◆ Material:
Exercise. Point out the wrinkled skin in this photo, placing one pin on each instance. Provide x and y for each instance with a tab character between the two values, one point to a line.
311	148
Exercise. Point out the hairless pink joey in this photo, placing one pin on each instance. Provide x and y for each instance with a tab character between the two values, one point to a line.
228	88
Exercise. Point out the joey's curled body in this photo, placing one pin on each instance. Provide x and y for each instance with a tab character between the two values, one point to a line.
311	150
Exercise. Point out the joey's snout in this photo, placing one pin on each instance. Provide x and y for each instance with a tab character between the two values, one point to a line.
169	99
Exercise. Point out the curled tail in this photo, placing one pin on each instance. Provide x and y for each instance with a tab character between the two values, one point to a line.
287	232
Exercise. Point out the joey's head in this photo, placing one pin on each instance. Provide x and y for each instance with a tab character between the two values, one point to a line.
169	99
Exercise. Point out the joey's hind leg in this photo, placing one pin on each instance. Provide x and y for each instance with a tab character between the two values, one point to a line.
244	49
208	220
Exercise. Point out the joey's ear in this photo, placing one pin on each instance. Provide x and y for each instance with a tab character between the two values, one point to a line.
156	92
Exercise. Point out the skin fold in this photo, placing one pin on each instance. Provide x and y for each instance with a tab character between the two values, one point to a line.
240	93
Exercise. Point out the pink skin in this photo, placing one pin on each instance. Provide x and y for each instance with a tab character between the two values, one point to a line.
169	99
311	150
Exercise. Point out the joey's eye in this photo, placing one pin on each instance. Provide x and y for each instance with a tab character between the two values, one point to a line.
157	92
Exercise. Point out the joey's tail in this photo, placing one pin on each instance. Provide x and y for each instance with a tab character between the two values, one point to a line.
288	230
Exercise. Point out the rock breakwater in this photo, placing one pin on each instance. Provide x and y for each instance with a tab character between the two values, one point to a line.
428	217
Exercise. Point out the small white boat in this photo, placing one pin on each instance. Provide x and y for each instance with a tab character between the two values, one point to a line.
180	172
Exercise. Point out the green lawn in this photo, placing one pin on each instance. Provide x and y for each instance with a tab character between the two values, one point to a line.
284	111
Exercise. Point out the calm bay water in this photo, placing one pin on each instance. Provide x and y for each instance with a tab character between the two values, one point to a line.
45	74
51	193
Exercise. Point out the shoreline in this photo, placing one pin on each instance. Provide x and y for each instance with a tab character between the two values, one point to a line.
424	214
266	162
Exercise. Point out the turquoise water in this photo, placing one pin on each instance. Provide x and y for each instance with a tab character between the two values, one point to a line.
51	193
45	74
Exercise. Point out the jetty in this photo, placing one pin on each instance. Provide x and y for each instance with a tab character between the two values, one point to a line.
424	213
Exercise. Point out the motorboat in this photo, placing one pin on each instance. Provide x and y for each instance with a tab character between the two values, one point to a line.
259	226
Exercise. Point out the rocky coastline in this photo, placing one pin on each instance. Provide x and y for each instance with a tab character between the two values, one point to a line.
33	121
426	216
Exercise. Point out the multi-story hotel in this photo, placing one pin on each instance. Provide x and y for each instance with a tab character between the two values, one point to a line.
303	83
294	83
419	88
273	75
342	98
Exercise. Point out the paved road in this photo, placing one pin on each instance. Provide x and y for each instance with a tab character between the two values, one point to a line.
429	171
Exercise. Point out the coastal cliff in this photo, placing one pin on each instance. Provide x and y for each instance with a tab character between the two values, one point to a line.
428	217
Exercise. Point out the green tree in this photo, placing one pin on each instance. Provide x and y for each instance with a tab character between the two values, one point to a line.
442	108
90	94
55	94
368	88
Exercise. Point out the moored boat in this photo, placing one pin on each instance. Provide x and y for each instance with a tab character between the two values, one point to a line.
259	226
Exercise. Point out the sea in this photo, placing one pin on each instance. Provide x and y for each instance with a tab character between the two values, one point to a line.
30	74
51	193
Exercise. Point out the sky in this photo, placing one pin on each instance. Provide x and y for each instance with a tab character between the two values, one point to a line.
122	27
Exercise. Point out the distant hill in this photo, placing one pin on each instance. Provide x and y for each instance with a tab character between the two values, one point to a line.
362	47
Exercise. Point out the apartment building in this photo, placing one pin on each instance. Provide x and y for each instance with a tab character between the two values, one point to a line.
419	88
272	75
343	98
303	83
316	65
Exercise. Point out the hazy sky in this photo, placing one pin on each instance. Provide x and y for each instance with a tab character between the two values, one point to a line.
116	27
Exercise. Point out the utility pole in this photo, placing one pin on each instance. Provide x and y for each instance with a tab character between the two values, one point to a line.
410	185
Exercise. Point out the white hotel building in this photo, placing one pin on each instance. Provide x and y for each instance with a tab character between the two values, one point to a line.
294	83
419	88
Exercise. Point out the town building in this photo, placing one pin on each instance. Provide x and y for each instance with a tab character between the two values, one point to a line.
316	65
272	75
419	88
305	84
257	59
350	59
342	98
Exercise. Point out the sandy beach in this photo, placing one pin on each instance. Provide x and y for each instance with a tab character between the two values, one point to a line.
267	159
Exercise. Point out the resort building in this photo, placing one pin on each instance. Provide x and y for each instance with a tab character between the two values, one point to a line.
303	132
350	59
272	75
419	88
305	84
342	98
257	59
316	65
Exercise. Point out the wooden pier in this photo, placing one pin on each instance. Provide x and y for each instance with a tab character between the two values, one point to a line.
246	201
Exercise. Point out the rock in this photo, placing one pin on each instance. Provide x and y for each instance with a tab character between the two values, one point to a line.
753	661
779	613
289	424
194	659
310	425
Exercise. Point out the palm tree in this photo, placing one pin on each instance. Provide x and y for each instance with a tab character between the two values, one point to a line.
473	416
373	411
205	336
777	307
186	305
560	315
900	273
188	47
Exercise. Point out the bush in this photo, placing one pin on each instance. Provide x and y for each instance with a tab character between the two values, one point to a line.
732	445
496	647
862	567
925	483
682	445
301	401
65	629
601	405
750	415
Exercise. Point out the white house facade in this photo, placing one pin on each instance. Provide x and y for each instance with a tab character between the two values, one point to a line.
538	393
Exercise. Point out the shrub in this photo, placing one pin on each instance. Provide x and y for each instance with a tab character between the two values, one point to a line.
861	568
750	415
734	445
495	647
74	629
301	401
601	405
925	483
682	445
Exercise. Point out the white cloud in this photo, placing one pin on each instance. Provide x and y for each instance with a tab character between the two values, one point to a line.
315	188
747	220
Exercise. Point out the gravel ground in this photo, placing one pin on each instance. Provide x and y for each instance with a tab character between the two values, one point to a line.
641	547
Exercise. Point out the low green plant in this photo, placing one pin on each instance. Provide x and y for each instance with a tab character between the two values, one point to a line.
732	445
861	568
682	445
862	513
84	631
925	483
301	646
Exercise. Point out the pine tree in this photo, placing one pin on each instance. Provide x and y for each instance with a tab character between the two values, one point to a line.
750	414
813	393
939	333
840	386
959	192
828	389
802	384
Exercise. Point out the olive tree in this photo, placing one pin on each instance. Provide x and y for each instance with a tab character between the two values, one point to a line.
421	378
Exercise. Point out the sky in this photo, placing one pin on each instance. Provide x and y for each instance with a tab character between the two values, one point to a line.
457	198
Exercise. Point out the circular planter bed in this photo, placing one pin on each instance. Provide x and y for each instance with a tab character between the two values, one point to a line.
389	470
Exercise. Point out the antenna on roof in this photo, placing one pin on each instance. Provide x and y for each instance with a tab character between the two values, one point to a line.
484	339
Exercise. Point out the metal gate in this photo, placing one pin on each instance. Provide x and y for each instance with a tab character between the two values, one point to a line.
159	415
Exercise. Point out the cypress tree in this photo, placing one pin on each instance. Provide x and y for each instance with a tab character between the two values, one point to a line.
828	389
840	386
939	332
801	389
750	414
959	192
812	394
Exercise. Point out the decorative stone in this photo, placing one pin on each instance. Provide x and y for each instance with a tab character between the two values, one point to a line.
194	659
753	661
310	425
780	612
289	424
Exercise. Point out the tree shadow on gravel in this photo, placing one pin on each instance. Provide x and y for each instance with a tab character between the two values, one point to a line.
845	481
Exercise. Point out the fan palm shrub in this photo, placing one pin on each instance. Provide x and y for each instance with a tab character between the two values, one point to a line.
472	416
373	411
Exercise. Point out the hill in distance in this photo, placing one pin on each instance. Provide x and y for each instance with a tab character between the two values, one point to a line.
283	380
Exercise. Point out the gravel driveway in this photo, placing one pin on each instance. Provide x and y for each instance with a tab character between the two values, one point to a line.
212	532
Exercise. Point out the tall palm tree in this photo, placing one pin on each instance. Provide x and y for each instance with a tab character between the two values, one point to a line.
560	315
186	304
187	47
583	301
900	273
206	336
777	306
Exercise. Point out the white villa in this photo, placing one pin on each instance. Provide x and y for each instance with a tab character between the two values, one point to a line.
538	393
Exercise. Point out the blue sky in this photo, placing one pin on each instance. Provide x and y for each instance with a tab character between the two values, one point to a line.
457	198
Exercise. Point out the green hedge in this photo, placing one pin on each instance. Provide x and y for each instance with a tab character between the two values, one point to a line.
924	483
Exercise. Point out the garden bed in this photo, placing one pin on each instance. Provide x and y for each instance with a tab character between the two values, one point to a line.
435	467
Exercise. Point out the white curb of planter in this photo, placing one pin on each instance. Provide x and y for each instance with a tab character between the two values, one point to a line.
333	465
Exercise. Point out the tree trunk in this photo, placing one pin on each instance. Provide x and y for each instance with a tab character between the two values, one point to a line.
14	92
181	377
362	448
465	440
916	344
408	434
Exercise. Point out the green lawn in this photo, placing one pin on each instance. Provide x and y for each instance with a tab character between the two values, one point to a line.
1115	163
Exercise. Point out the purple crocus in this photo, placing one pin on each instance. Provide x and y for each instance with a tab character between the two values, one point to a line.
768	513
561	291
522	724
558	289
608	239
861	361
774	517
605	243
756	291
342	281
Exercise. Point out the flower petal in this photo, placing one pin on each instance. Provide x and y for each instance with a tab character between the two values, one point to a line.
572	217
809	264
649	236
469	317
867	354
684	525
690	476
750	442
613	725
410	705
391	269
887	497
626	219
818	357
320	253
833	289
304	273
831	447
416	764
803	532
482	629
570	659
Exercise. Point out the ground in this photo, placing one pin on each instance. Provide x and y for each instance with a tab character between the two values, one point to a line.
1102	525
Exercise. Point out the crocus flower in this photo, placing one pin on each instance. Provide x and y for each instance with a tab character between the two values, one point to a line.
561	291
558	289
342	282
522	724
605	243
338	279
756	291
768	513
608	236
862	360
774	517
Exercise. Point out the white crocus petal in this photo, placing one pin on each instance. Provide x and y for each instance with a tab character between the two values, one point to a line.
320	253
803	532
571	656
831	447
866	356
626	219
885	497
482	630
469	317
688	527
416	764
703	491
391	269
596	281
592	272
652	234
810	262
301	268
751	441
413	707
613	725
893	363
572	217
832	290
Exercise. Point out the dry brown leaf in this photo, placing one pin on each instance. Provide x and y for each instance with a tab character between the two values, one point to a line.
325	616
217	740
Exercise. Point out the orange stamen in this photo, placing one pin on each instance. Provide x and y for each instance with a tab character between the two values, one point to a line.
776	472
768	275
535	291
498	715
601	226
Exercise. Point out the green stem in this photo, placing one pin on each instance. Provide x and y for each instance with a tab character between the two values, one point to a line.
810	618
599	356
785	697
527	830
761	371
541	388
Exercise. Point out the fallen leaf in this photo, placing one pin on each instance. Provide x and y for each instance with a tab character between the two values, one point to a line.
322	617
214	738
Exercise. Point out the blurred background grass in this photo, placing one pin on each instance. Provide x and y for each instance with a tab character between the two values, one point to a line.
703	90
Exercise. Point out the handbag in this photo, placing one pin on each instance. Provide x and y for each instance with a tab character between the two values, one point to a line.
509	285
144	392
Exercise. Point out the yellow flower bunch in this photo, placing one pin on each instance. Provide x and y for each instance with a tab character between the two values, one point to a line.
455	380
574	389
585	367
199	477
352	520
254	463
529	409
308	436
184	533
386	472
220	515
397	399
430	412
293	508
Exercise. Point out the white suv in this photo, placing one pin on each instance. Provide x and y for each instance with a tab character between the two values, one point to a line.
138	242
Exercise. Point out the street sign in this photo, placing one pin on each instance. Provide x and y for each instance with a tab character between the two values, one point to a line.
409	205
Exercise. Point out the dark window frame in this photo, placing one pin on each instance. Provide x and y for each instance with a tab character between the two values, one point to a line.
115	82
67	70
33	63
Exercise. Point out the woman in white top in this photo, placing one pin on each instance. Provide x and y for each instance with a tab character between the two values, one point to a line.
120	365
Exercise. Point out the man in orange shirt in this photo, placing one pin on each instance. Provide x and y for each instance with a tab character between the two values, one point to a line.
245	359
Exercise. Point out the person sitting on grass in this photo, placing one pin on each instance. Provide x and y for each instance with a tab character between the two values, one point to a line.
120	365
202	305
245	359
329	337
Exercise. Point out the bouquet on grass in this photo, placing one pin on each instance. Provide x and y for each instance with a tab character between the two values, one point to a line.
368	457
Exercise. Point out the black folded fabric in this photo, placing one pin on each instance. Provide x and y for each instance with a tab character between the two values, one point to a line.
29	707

◆ Stated problem: The answer consists only of the lines from the one containing "Exercise. Point out the yellow" to the end of the records, each written out exactly.

◆ Answer to this problem:
Exercise. Point out the yellow flower bunch in this photo, placing one pin on each instance. Provide x and y for each instance with a tab character between the two values, one point to a line.
455	380
574	389
585	367
199	477
352	520
254	463
529	409
308	436
184	533
386	472
220	515
397	399
430	412
293	508
Exercise. Point out the white suv in this photo, placing one pin on each instance. Provide x and y for each instance with a tab character between the two values, one point to a line.
138	242
Exercise. Point out the street sign in this photo, placing one pin on each instance. Provide x and y for each instance with a tab character between the two values, one point to a line.
409	205
Exercise. Point out the dark window frame in this photo, placing one pin on each instance. Provide x and y for each instance with a tab character between the two values, one point to a line.
115	82
67	70
33	63
Exercise. Point out the woman in white top in this photo, placing one pin on each instance. Provide x and y for each instance with a tab character between the two values, one point to a line.
120	365
Exercise. Point out the man in orange shirt in this photo, placing one pin on each instance. Provide x and y for each instance with a tab character between the two values, one point to a line.
245	359
Exercise. Point out the person sitting on grass in this photo, placing one pin on each instance. Provide x and y for each instance with a tab character between the two values, one point to a line.
120	365
202	305
245	359
329	337
Exercise. Point out the bouquet on grass in this photo, placing one pin on each instance. Provide x and y for each instance with a tab character between the two values, one point to a line.
368	457
Exercise. Point out the black folded fabric in this photo, placing one pin on each instance. Provide x and y for each instance with a tab character between the two values, one point to a line.
29	707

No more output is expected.